GIVEN EXERCISE »
Gather every line below that contains the word "distant" and copy each one in full. Case counts.

DATA SHOWN »
--- BEGIN ---

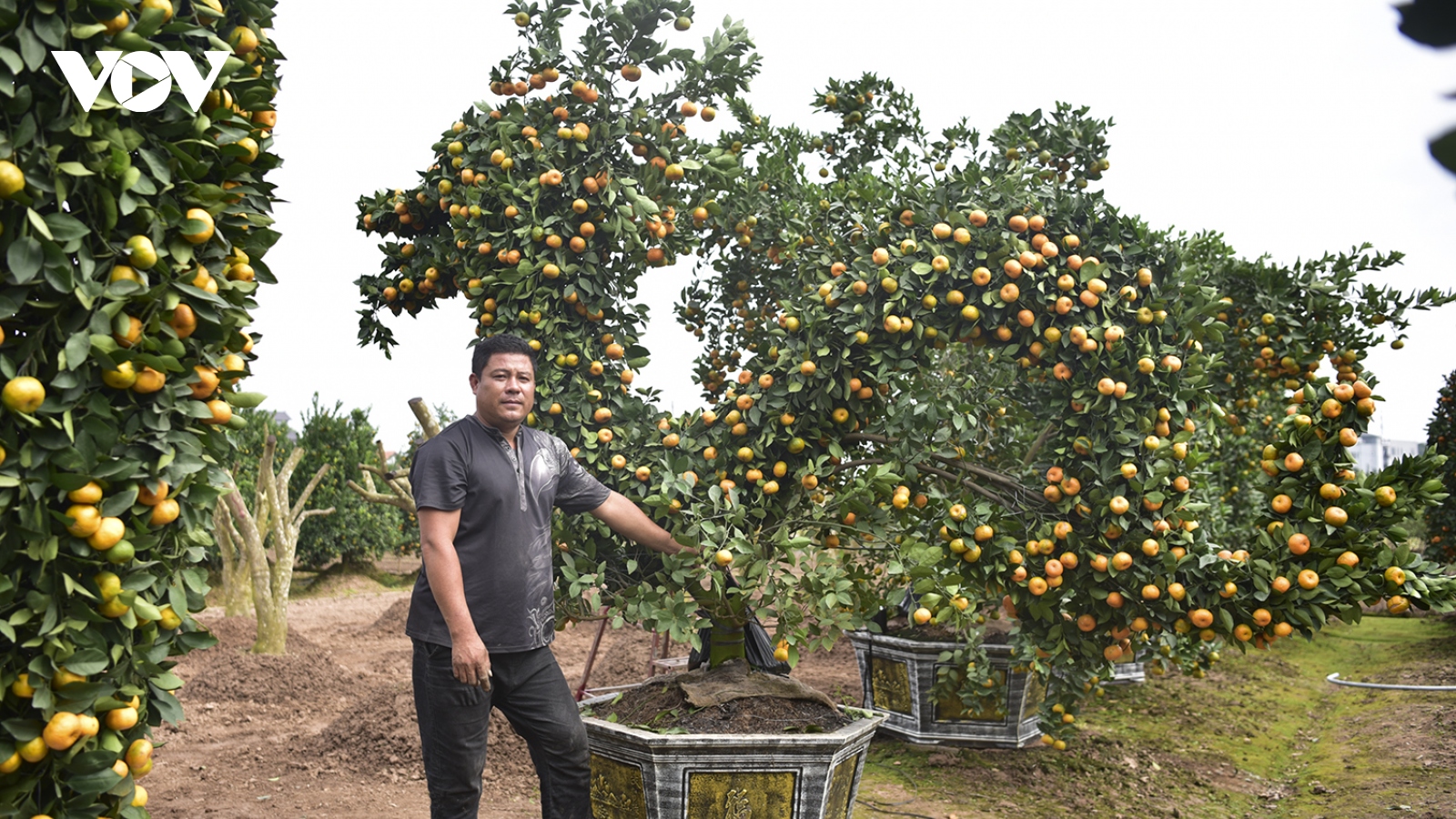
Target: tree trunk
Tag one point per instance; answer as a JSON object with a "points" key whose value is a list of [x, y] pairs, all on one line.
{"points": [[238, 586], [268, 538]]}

--- END ---
--- BEGIN ---

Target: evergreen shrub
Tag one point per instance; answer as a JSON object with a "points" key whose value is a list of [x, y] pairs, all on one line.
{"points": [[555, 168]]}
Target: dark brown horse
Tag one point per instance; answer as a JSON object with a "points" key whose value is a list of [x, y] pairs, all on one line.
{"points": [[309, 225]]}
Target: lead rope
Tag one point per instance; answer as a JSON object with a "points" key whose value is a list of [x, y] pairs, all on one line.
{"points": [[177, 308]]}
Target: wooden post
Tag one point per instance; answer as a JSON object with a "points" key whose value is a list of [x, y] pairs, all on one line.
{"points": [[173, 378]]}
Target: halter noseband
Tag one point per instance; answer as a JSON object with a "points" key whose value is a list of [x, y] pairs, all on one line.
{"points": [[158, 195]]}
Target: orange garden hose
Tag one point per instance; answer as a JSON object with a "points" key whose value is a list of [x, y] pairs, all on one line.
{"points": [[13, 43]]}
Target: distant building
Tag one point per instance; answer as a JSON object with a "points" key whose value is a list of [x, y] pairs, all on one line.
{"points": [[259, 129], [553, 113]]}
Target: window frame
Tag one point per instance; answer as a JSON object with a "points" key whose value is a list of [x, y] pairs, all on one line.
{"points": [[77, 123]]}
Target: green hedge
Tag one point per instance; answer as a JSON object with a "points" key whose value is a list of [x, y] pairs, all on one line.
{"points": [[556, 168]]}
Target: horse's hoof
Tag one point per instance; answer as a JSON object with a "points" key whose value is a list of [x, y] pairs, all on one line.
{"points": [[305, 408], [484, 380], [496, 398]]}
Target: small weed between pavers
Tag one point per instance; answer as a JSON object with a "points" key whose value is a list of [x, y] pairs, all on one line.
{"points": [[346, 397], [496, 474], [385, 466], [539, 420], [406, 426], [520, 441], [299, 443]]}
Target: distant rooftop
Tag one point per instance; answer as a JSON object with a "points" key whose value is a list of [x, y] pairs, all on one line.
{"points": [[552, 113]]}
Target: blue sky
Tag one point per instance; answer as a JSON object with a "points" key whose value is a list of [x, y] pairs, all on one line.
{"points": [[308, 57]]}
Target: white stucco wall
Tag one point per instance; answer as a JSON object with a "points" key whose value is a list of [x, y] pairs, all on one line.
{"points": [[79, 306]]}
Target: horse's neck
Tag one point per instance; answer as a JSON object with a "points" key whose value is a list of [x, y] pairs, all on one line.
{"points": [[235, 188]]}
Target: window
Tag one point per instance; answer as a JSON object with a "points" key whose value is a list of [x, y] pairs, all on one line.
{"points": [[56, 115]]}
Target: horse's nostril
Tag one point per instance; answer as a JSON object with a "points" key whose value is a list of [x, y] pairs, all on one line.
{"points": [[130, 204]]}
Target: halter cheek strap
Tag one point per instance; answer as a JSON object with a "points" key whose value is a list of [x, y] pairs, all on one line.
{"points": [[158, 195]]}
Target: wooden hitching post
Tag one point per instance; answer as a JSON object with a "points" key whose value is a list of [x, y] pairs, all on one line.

--- END ---
--- BEGIN ---

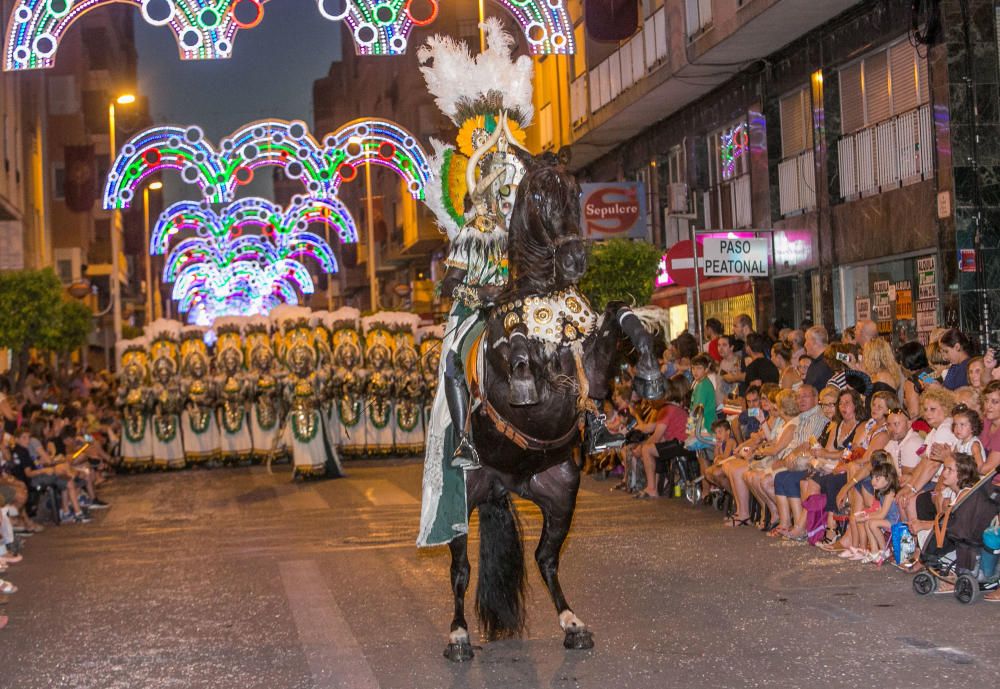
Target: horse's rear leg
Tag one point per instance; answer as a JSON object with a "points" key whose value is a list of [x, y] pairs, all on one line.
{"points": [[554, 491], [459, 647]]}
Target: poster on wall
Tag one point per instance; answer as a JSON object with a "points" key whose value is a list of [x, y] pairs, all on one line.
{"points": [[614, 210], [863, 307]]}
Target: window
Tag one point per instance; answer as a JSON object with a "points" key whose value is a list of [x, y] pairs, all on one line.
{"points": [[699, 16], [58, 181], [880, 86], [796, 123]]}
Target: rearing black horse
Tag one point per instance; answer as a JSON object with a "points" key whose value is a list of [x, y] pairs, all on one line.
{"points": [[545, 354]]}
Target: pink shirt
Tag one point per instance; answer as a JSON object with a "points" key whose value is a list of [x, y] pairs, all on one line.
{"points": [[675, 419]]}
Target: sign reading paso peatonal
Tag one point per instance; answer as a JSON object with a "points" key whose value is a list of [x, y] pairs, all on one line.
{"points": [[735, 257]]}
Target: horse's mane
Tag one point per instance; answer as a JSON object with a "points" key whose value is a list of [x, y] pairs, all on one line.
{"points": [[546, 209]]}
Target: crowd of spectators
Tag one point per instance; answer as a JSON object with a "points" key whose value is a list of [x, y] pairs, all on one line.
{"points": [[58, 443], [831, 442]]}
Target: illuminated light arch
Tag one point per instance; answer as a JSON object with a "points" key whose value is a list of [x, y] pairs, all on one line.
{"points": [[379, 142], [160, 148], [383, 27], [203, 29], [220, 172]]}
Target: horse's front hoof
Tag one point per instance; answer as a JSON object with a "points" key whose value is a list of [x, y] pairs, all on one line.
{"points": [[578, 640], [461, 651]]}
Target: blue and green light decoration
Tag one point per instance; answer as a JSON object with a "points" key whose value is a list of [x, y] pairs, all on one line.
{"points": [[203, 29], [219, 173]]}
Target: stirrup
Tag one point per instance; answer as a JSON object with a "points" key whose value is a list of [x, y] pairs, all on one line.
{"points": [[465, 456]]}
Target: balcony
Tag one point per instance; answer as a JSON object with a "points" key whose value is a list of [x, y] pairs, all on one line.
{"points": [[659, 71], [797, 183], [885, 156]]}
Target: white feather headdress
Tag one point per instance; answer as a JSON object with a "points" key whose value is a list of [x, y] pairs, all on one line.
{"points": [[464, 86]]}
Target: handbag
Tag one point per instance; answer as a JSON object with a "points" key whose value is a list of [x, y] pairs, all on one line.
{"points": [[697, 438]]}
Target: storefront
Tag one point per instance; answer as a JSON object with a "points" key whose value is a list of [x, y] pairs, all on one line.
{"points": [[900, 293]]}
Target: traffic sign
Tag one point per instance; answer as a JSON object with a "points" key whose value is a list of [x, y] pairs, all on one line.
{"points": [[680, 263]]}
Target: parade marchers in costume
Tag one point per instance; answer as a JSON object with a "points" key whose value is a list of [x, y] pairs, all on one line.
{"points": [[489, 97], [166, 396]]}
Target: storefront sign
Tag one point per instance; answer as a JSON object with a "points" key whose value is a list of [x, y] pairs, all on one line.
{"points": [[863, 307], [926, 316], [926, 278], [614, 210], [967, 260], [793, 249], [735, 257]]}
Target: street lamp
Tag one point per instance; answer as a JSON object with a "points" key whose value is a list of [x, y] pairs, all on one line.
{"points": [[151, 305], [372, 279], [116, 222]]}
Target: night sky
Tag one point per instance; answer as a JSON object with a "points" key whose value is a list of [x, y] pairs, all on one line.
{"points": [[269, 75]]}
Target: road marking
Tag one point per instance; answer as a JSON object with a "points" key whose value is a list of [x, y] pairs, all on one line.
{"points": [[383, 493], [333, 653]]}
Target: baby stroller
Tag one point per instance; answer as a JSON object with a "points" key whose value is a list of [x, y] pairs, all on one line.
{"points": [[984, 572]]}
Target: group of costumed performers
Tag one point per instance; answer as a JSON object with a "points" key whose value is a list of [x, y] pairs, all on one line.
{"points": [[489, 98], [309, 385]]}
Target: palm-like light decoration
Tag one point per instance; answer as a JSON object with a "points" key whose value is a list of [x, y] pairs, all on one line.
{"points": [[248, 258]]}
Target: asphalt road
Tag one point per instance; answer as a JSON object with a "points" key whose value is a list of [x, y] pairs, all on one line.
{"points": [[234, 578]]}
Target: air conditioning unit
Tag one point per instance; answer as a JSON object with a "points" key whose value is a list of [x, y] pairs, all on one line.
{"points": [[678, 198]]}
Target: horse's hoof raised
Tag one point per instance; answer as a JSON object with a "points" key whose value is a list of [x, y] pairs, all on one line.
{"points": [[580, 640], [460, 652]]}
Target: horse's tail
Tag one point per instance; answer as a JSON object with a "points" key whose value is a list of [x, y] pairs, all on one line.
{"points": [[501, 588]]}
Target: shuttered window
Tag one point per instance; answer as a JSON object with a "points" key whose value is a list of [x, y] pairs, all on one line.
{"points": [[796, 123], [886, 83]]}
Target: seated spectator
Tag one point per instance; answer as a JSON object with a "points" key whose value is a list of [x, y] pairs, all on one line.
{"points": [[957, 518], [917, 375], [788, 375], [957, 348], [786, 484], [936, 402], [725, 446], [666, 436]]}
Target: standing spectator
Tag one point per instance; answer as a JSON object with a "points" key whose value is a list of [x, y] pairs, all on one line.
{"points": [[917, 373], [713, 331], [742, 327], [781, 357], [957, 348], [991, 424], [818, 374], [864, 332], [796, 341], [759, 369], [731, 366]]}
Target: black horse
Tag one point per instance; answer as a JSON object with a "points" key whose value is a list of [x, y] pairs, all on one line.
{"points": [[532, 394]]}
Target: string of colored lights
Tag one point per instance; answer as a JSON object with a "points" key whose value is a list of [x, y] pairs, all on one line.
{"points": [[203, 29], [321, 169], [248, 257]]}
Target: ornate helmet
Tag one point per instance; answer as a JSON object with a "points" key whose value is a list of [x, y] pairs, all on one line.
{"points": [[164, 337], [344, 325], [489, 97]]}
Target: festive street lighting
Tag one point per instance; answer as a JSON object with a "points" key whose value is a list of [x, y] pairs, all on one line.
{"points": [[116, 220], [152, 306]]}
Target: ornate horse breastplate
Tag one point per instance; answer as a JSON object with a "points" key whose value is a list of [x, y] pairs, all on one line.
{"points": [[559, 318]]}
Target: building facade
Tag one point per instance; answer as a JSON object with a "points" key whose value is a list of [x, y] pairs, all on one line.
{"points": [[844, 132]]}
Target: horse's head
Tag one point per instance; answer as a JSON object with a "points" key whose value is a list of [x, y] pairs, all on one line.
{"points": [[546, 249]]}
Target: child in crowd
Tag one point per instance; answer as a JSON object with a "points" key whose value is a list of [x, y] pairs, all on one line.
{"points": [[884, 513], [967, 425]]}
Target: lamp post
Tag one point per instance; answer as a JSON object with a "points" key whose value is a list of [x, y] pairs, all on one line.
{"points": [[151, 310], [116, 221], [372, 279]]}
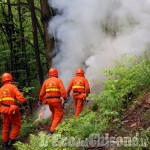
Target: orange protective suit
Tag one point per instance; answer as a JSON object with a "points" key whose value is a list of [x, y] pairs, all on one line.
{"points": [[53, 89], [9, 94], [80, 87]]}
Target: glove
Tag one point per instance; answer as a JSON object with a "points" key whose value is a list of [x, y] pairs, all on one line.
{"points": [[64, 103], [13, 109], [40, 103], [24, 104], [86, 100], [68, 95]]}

--- END ---

SOLUTION FOR THIS TASK »
Target: distant building
Target: distant rooftop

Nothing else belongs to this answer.